### [Dataset items]
============

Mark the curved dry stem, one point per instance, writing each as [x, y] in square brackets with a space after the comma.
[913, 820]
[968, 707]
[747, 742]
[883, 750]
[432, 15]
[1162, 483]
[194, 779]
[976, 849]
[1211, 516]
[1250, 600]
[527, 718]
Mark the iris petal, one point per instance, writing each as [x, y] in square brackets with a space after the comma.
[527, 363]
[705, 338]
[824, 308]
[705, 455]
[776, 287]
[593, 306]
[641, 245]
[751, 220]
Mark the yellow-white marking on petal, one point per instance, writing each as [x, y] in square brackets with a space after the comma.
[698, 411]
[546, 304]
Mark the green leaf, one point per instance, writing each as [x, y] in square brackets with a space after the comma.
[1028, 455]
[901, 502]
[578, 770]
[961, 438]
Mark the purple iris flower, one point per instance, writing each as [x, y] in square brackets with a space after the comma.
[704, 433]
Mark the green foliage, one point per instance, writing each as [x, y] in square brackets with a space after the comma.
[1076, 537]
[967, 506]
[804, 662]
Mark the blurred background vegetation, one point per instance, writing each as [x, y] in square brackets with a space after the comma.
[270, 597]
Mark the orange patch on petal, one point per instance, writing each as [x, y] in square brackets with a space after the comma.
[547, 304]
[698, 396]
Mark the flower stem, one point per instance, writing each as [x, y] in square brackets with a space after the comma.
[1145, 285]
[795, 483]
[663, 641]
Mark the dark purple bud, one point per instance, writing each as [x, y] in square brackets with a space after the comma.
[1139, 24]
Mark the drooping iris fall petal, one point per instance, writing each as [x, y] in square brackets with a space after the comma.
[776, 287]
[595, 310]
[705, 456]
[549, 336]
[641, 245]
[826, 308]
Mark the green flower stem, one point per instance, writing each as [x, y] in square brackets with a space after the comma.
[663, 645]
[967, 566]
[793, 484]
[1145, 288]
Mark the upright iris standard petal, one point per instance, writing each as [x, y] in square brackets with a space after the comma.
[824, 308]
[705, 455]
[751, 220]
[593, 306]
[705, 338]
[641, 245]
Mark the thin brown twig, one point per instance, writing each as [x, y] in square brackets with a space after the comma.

============

### [What you will do]
Repeat the entries exactly as they appear.

### [Solved problem]
Mark the curved dry stem, one point per instance, writing each as [x, y] in square brackets with a space after the comma.
[913, 820]
[968, 707]
[747, 742]
[883, 750]
[432, 15]
[1162, 483]
[194, 779]
[976, 849]
[1211, 516]
[1250, 600]
[527, 718]
Mark the iris petal, one point per instance, writing each as [x, y] in square brackets with a space after the comma.
[527, 363]
[705, 338]
[824, 308]
[705, 455]
[776, 287]
[593, 306]
[641, 245]
[751, 220]
Mark the yellow-white marking on petal, one point per instance, writing each as [x, y] in square brackets with a space after the comma.
[698, 411]
[546, 304]
Mark the green leaf, one point per instance, writing each as [x, y] in square brackets with a space after the comma.
[1028, 455]
[901, 502]
[578, 770]
[961, 438]
Mark the purple iris flower, one point per instance, writing each as [x, y] in square brackets with a space after the comma.
[704, 433]
Mark the green foliage, one point per instance, writing each as [x, y] in square brackets with a space after the comma.
[1076, 537]
[967, 506]
[804, 662]
Mark the blurred background vegetation, one point per instance, writing each as [x, y] in square brackets with a space after the comma.
[270, 597]
Mark the orange patch on petal, one point per instance, writing each as [x, y] in square brackets with a space after the comma.
[547, 304]
[698, 396]
Mark the flower stem, one point per instance, writing each as [x, y] in square brackets with a space after the comma.
[1145, 285]
[795, 483]
[663, 641]
Mark the dark purple bud, one point per instance, writing each as [x, y] in square brackets with a space after the comma.
[1139, 24]
Mark the drooping iris fall petal, one point per instance, writing each as [x, y] in square brackets with a space after the comma.
[776, 287]
[595, 310]
[705, 456]
[549, 336]
[641, 245]
[826, 308]
Mark the green flower stem, one point per instance, writing each as [x, y] in square brackets with a space after the comma.
[663, 645]
[967, 566]
[793, 484]
[1145, 288]
Mark the upright iris standard petal, one point per instance, writing each as [x, y] in square brackets with a space after the comma.
[824, 308]
[705, 455]
[751, 220]
[593, 306]
[705, 338]
[641, 245]
Mark the thin brown twig, one point per instance, writing each as [x, y] in square brackets with a space after the comma.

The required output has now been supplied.